→ Passage for review:

The holidays will be celebrated a little different than Seattleites are used to at Westlake Park this year due to the pandemic — but the Downtown Seattle Association says there will also be plenty of new ways to make memories.
Many Washingtonians grew up going downtown each year for the lighting of the Christmas tree and Macy’s (originally Bon Marché) star the day after Thanksgiving. And while that won’t happen in-person this year so as to prevent crowds, tonight’s annual tree and star lighting will still be broadcast virtually on KIRO-7 TV.
The holiday carousel also will not be running this year. However, there will be a whole host of new events that may indeed become beloved traditions in future holiday seasons.
This year’s events are aimed at giving people activities they can do individually, on their own time throughout December, while outdoors — instead of the usual kind of events that bring crowds of people to the same place on the same date.
“We’re trying to find a way to mark the holidays with things that people can experience where they can do it all on their own, or they can be distant in a responsible manner,” said James Sido, director of media relations for the Downtown Seattle Association.
An augmented reality game similar to Pokémon Go will create virtual, 3-D festive images for players to find downtown with their smartphones.
In Westlake Park, a collection of 80,000 holiday lights in the shapes of ornaments, presents, and other festive images will create a jolly walk-through in Westlake Park. Presented by Amazon, the display will be similar to past light displays at Woodland Park Zoo and the Bellevue Botanical Gardens.
“You’re looking at more than 80,000 lightbulbs … a terrific photo opportunity, but also [an opportunity] to walk through that part of downtown and really enjoy a well-lit, festive experience,” Sido said.
The new-and-improved Bon Marché star allows people to design their own light show on the star, with some of the proceeds going to Mary’s Place.
“Just because a lot of the traditions that we’re used to in Seattle and in downtown are not available to us this year, doesn’t mean you can’t go downtown and enjoy yourself,” Sido said. “There’s a lot to do and see in the heart of the city, and there are a lot of small businesses down there that really need our support. This would be a great time to help lift them up during the holidays.”
More than 140 businesses have closed downtown since March due to the loss of the summer tourism, and Sido said that mom-and-pops are counting on the holiday season to survive.
“These small businesses did not have the benefit of a summer tourism season, and the all-important holiday season, as we know, is filled with restrictions,” he said. “Many of these small businesses are hanging on by a thread, and we really need to rally around them.”

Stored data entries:
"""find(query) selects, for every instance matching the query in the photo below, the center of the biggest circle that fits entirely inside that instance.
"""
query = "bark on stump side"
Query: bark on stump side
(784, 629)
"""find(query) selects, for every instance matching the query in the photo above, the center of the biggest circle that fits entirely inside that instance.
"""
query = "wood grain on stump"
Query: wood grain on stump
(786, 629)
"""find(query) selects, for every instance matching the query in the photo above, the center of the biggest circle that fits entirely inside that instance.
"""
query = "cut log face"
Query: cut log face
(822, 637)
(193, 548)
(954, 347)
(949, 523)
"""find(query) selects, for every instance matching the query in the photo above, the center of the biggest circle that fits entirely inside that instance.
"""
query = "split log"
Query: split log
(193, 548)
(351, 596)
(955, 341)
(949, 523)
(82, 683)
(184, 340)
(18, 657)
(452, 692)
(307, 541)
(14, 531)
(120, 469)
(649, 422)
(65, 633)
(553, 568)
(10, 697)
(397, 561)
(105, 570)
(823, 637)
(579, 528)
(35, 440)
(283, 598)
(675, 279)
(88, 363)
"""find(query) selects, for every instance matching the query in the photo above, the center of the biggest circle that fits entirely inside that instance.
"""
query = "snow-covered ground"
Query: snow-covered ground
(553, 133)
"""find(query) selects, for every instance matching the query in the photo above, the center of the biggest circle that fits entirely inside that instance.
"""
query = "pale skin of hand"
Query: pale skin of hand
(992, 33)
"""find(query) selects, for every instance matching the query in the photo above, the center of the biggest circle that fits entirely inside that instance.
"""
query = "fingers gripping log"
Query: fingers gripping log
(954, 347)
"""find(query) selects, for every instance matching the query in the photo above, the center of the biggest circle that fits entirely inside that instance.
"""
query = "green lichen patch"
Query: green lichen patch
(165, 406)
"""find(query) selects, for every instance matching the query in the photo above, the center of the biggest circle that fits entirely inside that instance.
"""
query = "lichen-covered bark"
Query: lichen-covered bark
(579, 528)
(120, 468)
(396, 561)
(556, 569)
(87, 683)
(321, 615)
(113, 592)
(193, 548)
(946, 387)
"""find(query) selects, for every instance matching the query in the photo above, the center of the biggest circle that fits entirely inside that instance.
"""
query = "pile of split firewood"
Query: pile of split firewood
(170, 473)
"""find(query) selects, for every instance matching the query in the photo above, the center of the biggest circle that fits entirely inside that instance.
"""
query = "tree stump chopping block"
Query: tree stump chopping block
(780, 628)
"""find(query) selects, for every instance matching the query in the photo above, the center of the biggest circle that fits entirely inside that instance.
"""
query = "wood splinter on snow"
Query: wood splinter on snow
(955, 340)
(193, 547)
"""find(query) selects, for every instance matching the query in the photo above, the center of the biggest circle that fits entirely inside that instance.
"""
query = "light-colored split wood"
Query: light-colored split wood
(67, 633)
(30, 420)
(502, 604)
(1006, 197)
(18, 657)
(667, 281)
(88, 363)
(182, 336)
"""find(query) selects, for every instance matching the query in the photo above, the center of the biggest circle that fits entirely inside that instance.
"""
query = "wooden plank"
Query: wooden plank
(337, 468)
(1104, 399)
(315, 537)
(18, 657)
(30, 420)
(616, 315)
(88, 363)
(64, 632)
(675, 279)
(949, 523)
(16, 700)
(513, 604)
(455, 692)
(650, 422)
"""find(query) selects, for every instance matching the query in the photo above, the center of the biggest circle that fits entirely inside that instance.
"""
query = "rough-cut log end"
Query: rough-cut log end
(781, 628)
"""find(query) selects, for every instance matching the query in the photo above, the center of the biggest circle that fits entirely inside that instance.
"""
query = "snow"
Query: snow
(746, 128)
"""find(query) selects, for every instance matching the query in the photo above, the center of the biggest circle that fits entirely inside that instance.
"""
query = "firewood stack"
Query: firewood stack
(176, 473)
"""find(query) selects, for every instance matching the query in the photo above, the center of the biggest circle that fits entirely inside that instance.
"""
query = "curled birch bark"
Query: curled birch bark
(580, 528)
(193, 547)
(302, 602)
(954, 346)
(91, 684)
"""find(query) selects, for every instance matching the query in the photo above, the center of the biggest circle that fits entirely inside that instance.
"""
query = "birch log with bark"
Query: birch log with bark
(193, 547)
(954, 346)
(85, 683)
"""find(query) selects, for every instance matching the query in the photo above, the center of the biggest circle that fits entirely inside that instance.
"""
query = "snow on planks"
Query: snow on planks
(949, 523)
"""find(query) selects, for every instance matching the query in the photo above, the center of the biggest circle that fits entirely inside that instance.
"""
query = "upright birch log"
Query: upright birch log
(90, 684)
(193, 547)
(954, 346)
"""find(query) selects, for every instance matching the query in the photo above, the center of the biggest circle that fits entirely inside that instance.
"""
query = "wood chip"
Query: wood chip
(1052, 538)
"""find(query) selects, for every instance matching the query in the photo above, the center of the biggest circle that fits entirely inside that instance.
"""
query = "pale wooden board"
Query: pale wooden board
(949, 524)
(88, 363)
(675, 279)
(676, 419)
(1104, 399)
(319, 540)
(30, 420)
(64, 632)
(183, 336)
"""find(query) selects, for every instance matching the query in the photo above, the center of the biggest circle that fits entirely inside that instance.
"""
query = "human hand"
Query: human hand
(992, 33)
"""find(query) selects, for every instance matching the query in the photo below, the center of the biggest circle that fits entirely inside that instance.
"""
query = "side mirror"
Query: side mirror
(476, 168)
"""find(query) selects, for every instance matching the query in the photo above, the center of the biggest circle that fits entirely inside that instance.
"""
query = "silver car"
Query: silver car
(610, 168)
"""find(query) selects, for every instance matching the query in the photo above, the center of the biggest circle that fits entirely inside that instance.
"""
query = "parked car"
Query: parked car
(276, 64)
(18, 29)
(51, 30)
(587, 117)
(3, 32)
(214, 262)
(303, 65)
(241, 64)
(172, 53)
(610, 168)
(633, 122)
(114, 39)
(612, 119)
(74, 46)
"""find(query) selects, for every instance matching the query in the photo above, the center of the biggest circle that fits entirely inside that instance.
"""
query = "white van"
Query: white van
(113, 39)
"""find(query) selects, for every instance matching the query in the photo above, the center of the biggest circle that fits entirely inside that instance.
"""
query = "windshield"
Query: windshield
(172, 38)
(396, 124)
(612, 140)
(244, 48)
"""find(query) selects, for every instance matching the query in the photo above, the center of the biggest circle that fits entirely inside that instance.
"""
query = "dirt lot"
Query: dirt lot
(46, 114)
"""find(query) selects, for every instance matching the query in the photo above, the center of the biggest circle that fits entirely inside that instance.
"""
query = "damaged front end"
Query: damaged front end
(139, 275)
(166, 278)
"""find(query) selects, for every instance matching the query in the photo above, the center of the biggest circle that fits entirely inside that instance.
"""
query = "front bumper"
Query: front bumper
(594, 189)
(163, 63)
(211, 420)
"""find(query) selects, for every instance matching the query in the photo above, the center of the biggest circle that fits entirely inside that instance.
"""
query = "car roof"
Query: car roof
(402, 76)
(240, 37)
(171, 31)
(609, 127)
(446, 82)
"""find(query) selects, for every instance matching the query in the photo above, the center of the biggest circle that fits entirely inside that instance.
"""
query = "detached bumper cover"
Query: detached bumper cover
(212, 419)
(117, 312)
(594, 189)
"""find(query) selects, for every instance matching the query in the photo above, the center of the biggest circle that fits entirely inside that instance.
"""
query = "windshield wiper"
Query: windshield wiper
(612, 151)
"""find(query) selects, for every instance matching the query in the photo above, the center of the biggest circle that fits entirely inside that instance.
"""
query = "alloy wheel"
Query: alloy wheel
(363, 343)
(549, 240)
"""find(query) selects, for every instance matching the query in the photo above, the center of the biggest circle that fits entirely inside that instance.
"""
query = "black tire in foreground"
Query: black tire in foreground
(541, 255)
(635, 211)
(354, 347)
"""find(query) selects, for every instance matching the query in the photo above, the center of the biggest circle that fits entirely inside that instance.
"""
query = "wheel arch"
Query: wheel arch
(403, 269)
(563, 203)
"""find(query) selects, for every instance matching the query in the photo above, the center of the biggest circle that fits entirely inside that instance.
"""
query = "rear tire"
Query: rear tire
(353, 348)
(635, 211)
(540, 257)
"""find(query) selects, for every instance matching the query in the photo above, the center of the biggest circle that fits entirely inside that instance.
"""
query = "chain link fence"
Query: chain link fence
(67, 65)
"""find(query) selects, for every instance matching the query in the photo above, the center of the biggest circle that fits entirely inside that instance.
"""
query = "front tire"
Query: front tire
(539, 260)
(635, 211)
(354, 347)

→ Task to complete: Repeat word for word the part of the downtown Seattle holidays article that opens with the words "An augmented reality" and closes with "Bellevue Botanical Gardens.".

→ Expected output:
An augmented reality game similar to Pokémon Go will create virtual, 3-D festive images for players to find downtown with their smartphones.
In Westlake Park, a collection of 80,000 holiday lights in the shapes of ornaments, presents, and other festive images will create a jolly walk-through in Westlake Park. Presented by Amazon, the display will be similar to past light displays at Woodland Park Zoo and the Bellevue Botanical Gardens.